Supplied passage

__________

35. return on investment (ROI): The amount earned from an expenditure
36. greige: Goods to be further customized based on designer/manager collaboration.
37. RFID: Small chip-based tags that wirelessly emit a unique identifying code for
the item that they are attached to. Think of RFID systems as a next-generation bar
code.
38. vertical integration: When a single firm owns several layers in its value chain.
39. showrooming: The concept where customers browse at physical retailers, but
purchase products from lower-cost online rivals.
40. operations: The organizational activities that are required to produce goods
or services. Operations activities can involve the development, execution, control,
maintenance, and improvement of an organization's service and manufacturing
procedures.
41. information system (IS): An integrated solution that combines five components:
hardware, software, data, procedures, and the people who interact with and
are impacted by the system.
42. omnichannel: omnichannel
An approach to retail that offers consumers an integrated and complementary set
of shop, sales, and return experiences (e.g., retail store, online, and sometimes
even phone and catalog).
43. silicon wafer: A thin, circular slice of material used to create semiconductor
devices. Hundreds of chips may be etched on a single wafer, where they are
eventually cut out for individual packaging.
44. volatile memory: Storage (such as RAM chips) that is wiped clean when
power is cut off from a device.
45. flash memory: Nonvolatile, chip-based storage, often used in mobile phones,
cameras, and MP3 players. Sometimes called flash RAM, flash memory is slower
than conventional RAM, but holds its charge even when the power goes out.
46. grid computing: A type of computing that uses special software to enable
several computers to work together on a common problem, as if they were a
massively parallel supercomputer.
47. cluster computing: Connecting server computers via software and networking
so that their resources can be used to collectively solve computing tasks.
48. software as a service (SaaS): A form of cloud computing where a firm
subscribes to a third-party software and receives a service that is delivered online.
49. microcontrollers: Special-purpose computing devices that don't have an operating
system and can't do as much as general purpose computers or smartphones.
Most microcontrollers, like those based on the popular open-source Arduino
platform, contain a processor, memory and input/output (I/O) peripherals on
a single chip.

__________

Work to complete
Please say whether each statement agrees with the glossary, answering yes or no and quoting the glossary's deciding words: (a) Flash memory is faster than conventional RAM. (b) Microcontrollers don't have an operating system. (c) Volatile memory keeps its contents when power is cut off. The lines that come next are separate material with no connection to the glossary.

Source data
__________

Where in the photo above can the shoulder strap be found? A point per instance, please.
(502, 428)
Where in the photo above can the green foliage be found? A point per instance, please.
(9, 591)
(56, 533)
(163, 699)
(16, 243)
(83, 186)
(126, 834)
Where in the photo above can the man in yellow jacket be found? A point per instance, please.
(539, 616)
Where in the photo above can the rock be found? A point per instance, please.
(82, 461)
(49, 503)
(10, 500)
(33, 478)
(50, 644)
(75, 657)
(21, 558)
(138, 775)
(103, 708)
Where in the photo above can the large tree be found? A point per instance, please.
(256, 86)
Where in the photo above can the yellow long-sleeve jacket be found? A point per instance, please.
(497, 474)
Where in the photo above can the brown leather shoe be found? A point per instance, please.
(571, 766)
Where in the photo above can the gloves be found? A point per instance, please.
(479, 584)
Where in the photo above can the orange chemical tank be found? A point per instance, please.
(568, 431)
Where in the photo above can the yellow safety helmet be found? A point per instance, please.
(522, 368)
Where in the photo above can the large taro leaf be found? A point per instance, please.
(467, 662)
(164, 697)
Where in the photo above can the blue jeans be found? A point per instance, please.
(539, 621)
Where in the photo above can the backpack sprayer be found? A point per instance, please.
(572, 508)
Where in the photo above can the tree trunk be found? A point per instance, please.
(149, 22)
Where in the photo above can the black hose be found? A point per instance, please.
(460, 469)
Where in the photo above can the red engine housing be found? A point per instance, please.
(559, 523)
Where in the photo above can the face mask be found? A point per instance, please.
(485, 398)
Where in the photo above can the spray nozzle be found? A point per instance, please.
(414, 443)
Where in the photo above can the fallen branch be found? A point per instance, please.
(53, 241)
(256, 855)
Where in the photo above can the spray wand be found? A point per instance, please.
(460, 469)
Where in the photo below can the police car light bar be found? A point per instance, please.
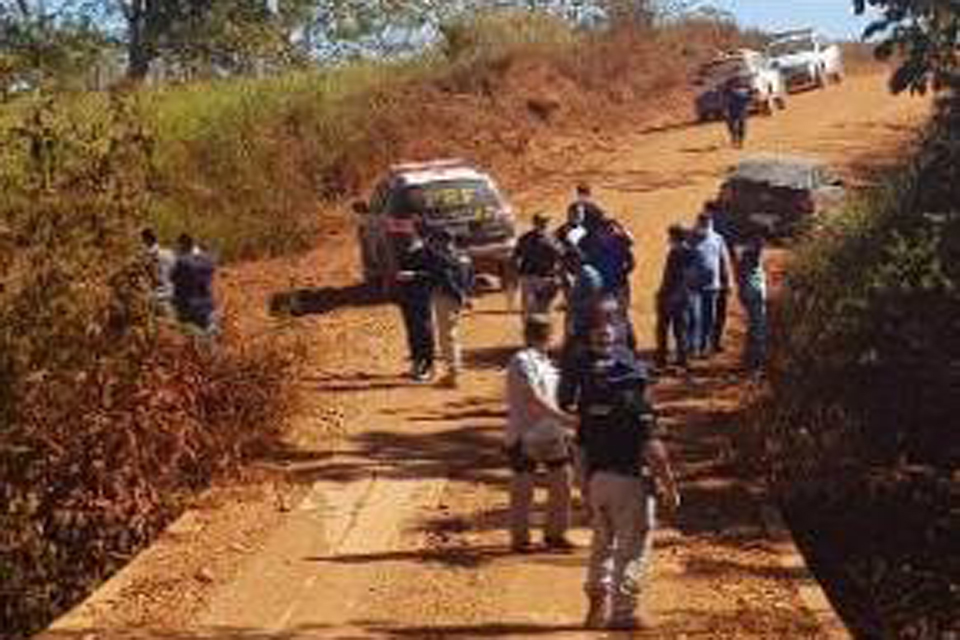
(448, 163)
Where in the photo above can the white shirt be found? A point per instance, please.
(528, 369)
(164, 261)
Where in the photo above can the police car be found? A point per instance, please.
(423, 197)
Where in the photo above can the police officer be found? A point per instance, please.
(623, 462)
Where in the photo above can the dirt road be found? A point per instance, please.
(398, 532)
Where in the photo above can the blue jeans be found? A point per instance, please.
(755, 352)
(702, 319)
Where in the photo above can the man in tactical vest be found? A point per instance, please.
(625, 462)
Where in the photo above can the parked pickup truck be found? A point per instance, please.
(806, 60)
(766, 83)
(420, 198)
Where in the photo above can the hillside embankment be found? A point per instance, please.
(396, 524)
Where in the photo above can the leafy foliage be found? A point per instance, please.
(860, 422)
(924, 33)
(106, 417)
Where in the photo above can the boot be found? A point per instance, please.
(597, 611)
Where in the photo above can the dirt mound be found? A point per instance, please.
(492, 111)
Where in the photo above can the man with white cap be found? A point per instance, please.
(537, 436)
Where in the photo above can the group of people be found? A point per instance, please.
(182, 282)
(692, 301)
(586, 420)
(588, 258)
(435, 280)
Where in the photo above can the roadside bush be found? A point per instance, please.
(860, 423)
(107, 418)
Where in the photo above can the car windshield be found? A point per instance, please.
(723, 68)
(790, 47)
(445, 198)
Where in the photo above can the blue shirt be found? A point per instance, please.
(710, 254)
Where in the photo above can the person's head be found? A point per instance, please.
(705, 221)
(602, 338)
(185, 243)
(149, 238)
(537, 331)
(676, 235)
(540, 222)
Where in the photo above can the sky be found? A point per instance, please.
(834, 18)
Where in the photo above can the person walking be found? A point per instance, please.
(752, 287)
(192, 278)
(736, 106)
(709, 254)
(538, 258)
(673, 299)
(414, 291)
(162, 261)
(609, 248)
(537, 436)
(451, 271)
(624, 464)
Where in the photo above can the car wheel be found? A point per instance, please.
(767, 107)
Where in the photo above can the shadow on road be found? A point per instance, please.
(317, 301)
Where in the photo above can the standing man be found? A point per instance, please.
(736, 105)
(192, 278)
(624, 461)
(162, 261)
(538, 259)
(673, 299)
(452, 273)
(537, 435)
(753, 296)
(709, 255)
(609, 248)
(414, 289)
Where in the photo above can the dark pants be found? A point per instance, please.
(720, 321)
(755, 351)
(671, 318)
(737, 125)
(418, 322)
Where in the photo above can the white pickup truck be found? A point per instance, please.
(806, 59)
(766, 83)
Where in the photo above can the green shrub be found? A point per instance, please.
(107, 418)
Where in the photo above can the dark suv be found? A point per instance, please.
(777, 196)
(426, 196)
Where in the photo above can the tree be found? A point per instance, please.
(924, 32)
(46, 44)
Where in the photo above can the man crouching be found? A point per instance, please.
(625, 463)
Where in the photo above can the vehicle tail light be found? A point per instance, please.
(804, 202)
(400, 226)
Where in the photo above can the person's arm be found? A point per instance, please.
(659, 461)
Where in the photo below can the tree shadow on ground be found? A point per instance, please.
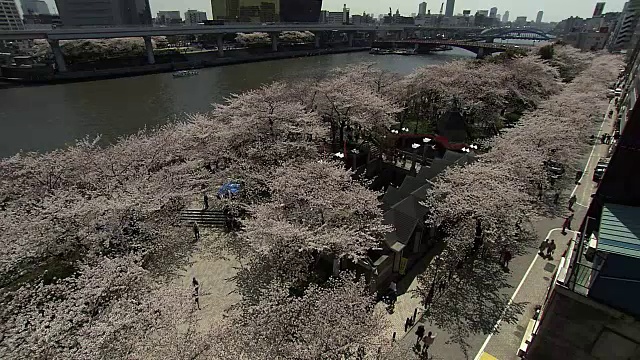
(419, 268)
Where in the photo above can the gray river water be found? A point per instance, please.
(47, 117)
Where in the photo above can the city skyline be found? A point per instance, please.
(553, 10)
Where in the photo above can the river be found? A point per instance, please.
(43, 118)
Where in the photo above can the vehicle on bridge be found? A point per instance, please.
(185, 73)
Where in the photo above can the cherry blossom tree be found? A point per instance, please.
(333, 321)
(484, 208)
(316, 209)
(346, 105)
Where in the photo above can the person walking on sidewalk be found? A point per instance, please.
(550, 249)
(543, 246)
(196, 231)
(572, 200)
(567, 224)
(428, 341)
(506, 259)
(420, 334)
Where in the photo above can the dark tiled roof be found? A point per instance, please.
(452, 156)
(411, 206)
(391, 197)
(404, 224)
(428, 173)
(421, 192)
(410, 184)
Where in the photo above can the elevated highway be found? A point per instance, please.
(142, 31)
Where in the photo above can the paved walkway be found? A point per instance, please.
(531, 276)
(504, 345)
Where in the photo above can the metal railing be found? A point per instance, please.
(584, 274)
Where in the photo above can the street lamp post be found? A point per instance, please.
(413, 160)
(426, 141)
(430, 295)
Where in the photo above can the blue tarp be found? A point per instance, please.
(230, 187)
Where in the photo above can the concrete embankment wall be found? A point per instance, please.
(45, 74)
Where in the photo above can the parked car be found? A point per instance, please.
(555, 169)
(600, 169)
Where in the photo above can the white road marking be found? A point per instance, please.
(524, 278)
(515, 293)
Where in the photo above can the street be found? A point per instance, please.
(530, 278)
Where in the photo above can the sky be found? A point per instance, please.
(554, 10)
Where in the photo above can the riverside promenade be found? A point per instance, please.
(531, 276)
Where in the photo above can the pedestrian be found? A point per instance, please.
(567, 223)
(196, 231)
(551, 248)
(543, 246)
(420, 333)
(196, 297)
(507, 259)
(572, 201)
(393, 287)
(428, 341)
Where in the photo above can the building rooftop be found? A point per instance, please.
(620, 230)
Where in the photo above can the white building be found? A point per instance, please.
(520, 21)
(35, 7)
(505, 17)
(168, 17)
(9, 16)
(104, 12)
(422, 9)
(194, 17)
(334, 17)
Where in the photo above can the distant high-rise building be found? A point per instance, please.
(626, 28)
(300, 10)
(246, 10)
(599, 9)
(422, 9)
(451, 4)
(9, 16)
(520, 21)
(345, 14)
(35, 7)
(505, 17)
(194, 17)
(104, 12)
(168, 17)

__________

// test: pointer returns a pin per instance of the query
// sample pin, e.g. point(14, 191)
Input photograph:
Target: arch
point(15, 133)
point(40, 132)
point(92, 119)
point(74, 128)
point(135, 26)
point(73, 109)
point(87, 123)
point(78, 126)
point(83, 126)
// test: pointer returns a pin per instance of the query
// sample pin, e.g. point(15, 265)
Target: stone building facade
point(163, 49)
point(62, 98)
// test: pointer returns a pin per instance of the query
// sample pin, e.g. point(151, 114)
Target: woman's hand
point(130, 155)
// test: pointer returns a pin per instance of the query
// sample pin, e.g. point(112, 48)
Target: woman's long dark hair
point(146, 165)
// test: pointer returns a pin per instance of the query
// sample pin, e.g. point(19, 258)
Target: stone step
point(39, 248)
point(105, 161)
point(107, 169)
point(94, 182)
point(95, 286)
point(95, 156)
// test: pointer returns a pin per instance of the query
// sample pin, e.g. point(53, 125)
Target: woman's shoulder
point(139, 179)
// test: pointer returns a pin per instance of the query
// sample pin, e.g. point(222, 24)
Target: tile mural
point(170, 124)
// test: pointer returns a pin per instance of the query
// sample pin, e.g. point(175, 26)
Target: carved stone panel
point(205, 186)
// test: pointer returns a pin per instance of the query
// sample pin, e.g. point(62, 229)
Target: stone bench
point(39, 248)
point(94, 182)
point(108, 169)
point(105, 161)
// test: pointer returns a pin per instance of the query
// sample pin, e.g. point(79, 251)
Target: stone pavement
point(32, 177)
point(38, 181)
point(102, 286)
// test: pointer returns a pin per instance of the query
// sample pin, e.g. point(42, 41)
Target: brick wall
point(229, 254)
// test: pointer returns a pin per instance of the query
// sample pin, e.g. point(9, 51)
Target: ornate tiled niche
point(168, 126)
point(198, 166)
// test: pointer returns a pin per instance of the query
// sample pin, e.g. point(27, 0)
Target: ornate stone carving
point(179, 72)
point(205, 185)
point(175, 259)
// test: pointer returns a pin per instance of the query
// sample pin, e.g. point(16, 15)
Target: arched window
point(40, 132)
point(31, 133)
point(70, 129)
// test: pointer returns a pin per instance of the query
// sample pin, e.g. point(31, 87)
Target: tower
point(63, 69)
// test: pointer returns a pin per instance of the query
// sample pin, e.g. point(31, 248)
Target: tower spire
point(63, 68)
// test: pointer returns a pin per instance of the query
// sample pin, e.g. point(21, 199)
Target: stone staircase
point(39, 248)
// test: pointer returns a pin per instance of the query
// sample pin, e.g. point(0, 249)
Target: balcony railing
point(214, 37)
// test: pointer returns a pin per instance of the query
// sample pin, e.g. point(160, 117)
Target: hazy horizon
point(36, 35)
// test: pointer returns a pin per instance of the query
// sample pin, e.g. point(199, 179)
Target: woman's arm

__________

Task answer
(a) No: "flash memory is slower than conventional RAM"
(b) Yes: "Special-purpose computing devices that don't have an operating system"
(c) No: "is wiped clean when power is cut off from a device"